_WHAT NEEDS TO BE DONE_
Beginning with the line that holds "[output] one dot per instance, form <point>705,704</point>.", set down each line of the data below through the very last, exactly as given, and nothing beyond that.

_PROVIDED MATERIAL_
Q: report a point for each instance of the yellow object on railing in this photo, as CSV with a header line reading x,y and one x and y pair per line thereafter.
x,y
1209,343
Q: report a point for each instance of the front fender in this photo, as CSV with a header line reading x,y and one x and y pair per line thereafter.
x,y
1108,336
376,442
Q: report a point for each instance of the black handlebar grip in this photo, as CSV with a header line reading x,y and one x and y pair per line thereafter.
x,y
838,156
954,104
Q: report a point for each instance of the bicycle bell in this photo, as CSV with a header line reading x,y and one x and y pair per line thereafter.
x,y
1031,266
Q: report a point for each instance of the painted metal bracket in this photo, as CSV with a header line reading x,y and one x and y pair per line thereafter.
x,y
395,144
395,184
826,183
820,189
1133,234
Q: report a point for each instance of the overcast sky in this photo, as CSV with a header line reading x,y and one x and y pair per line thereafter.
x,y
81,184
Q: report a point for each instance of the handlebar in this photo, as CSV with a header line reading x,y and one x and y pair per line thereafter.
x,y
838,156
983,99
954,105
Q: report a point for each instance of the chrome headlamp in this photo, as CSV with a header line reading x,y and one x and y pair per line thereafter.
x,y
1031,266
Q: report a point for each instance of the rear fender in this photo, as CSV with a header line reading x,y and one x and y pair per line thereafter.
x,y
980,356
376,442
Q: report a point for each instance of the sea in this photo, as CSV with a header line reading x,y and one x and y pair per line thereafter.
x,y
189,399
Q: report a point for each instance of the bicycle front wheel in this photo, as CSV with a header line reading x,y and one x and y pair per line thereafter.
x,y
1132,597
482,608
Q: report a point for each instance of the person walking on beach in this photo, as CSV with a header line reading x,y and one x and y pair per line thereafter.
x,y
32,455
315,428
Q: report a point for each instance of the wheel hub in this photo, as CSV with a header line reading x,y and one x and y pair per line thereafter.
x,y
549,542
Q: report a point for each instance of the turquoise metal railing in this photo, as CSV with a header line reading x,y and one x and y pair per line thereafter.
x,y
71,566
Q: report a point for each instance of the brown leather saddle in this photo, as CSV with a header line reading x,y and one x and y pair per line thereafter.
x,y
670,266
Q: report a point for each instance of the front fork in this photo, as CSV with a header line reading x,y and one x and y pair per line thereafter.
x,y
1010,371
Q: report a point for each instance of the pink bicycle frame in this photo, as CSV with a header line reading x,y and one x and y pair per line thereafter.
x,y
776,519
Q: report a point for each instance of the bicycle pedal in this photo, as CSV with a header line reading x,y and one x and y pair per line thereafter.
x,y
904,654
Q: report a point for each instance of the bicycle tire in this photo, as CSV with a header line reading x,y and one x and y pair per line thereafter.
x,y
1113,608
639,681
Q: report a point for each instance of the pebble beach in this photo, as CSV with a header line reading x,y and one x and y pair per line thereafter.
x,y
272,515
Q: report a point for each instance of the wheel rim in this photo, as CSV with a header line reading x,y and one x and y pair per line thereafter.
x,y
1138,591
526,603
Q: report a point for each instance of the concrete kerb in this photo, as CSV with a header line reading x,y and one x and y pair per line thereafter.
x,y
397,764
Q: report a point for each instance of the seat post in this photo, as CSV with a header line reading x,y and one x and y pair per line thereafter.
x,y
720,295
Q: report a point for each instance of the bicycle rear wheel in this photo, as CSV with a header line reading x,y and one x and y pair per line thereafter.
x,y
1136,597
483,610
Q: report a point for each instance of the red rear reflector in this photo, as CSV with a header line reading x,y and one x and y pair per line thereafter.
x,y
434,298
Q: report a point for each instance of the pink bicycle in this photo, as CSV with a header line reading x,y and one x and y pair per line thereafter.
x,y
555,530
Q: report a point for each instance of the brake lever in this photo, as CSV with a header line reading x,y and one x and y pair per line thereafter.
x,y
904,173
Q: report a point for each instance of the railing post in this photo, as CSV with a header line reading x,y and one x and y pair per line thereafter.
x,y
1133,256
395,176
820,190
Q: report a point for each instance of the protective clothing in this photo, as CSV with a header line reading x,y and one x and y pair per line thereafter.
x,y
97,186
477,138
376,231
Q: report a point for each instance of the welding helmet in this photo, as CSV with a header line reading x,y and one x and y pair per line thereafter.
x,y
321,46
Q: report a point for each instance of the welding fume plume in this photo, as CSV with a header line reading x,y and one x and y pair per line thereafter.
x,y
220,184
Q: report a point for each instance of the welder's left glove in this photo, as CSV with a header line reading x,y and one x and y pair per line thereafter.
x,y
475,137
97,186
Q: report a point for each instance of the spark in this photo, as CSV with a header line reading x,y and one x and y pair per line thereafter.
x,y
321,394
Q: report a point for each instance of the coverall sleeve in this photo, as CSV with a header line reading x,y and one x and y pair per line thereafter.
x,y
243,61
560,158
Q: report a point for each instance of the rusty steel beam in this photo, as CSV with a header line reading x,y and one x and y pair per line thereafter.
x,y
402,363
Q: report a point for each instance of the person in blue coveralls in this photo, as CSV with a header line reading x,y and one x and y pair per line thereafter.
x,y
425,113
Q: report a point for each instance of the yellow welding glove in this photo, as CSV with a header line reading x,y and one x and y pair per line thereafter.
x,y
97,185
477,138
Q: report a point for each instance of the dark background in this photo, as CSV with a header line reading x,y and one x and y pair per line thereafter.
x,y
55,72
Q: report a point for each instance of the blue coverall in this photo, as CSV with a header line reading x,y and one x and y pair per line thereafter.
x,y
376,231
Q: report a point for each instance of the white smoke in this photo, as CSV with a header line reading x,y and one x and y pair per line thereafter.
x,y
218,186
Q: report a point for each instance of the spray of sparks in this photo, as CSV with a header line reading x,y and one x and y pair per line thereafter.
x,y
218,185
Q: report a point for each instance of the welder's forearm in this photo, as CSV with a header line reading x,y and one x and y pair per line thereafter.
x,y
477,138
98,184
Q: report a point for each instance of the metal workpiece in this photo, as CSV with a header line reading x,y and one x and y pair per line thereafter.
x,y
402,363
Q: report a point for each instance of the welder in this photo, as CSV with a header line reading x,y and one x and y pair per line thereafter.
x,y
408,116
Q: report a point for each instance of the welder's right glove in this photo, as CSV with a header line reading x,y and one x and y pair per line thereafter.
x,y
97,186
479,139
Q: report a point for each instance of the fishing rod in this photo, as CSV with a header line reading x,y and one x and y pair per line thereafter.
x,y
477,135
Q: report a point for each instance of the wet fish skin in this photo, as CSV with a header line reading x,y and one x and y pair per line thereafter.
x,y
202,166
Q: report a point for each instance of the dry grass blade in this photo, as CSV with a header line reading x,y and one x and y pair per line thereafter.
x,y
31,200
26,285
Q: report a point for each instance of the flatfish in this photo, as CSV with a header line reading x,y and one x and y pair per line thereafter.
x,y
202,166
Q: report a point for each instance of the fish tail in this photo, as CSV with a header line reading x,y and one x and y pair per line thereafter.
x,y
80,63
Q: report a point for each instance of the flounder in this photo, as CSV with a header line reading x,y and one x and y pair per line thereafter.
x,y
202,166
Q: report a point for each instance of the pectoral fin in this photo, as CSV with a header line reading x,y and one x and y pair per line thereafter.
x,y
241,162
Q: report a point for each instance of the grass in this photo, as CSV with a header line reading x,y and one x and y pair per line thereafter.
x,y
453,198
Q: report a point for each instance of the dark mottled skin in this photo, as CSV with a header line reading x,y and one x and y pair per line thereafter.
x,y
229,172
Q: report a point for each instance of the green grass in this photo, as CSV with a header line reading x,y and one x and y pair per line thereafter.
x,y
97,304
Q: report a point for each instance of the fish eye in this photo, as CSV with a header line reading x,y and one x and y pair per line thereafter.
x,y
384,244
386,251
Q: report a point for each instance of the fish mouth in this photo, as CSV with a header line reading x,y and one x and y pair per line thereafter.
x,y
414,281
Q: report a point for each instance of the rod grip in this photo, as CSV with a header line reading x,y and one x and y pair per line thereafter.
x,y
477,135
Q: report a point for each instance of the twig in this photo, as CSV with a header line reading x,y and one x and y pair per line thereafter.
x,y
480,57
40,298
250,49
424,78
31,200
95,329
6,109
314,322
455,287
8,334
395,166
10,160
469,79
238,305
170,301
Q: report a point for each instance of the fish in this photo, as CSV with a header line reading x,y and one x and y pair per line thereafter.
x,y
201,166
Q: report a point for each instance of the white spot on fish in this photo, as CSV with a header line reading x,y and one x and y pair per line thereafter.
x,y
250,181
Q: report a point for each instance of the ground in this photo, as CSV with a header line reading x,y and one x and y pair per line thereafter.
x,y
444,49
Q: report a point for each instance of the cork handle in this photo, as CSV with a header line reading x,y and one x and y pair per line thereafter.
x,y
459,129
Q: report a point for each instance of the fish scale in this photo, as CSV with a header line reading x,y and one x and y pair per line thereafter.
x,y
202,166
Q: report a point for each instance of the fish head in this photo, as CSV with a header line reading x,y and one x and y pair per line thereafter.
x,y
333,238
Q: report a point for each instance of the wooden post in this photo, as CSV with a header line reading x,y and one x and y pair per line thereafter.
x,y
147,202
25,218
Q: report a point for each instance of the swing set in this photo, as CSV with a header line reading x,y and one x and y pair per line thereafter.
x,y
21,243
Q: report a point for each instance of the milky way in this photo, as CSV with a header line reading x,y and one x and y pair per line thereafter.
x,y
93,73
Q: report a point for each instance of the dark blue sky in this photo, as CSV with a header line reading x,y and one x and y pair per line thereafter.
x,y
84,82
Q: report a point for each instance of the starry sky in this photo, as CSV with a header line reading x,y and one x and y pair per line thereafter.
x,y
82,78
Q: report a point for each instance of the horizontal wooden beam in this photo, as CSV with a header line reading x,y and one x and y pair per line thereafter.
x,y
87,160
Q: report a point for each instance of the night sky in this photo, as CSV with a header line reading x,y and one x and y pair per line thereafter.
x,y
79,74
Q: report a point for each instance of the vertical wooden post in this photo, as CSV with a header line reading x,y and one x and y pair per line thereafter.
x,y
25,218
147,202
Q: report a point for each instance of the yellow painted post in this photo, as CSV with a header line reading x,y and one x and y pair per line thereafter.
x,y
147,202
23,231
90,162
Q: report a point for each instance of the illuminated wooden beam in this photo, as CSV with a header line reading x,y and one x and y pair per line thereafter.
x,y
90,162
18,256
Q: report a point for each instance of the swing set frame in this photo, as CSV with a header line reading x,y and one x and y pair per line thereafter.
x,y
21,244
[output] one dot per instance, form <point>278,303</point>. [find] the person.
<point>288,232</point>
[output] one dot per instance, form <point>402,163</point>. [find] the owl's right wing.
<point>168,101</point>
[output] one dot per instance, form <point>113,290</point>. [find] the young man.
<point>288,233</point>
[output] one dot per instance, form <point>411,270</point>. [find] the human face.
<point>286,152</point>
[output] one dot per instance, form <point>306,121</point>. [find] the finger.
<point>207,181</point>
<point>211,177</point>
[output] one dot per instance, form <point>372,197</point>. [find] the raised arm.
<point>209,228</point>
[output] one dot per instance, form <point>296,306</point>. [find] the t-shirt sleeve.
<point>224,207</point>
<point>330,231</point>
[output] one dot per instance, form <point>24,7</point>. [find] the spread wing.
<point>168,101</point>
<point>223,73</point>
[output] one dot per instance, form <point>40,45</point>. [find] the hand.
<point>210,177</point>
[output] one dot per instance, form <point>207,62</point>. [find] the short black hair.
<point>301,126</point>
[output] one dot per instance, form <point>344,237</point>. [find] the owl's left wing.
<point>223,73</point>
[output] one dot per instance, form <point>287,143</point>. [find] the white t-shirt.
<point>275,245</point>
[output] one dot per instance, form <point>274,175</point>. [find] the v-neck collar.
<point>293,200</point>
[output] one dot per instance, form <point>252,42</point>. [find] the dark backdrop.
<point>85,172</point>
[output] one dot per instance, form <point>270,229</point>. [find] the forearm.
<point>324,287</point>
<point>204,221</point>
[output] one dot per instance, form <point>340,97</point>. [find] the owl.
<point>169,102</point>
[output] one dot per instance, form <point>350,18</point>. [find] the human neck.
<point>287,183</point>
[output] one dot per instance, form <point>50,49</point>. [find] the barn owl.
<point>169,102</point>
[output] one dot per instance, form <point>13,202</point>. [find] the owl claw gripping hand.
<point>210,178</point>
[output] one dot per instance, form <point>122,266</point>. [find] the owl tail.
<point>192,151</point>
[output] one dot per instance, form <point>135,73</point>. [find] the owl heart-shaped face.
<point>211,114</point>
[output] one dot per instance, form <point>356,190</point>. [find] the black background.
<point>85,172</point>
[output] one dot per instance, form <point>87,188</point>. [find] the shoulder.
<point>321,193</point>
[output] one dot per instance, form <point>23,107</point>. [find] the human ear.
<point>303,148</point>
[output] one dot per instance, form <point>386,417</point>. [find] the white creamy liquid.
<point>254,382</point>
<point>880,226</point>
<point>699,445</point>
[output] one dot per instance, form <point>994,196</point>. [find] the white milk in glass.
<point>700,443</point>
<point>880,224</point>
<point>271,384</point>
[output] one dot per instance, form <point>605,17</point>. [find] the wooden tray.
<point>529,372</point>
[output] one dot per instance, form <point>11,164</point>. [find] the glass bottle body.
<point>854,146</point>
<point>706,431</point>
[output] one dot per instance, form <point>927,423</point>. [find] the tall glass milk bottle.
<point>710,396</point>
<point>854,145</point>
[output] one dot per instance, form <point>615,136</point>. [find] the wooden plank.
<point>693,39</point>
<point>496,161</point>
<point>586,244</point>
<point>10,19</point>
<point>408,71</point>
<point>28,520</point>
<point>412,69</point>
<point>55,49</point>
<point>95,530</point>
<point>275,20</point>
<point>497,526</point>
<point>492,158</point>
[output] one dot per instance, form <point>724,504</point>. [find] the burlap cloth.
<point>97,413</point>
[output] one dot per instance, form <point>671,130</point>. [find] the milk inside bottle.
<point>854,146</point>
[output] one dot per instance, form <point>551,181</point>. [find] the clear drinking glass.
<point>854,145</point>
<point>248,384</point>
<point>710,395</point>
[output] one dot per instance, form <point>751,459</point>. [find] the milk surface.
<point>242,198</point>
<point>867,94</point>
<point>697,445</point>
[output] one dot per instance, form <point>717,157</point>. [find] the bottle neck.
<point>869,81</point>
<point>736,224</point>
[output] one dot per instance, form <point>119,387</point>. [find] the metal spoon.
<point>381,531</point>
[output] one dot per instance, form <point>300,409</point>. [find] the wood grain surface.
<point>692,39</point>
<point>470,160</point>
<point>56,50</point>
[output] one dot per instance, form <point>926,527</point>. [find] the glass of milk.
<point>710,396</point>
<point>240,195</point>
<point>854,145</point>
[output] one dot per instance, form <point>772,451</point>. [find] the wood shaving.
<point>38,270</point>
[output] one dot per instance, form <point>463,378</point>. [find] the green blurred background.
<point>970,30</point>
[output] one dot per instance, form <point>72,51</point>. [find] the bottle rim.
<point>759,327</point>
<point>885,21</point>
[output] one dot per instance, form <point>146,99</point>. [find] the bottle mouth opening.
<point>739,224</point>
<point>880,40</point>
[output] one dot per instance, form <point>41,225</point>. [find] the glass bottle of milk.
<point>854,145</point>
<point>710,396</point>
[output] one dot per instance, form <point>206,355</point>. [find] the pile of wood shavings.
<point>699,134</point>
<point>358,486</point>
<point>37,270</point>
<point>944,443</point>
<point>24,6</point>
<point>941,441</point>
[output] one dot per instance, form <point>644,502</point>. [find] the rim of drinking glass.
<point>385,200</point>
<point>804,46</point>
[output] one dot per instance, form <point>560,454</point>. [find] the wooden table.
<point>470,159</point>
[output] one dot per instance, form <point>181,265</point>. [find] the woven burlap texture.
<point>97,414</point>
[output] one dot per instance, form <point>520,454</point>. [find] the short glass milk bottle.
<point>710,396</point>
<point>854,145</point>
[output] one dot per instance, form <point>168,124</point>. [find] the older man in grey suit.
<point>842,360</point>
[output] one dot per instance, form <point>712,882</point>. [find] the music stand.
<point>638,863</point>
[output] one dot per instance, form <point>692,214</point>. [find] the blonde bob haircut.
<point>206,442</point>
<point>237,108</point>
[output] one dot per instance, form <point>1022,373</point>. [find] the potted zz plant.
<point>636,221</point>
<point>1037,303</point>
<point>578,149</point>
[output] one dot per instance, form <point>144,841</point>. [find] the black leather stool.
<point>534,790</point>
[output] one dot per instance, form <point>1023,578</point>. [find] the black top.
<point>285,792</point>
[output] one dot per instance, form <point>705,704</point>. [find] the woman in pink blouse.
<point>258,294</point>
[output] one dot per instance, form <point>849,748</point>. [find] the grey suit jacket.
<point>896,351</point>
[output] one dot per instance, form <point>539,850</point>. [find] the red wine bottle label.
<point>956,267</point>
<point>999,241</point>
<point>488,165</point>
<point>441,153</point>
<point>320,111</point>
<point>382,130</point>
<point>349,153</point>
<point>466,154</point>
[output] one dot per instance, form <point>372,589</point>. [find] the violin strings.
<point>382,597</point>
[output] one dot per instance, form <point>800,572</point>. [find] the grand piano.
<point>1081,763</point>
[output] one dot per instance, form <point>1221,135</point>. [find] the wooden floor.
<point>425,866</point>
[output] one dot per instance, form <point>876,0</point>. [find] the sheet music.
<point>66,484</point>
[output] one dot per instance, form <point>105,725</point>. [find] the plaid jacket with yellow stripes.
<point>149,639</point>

_TASK OUTPUT_
[output] one dot per instance, form <point>705,704</point>. [find] the woman in pink blouse.
<point>258,294</point>
[output] one dot per instance, form <point>849,748</point>. [find] the grey suit jacket.
<point>896,351</point>
[output] one dot per instance, form <point>539,850</point>. [find] the red wine bottle label.
<point>956,267</point>
<point>999,241</point>
<point>488,165</point>
<point>441,153</point>
<point>320,111</point>
<point>382,130</point>
<point>349,153</point>
<point>466,154</point>
[output] one dot per instance, form <point>372,589</point>. [find] the violin strings.
<point>382,597</point>
[output] one dot per instance, form <point>800,572</point>. [find] the grand piano.
<point>1081,763</point>
[output] one dot per instance, form <point>1221,135</point>. [find] the wooden floor.
<point>425,866</point>
[output] one dot per instance, form <point>876,0</point>. [find] the sheet music.
<point>66,484</point>
[output] one dot per instance, form <point>105,725</point>. [find] the plaid jacket with yellow stripes.
<point>149,639</point>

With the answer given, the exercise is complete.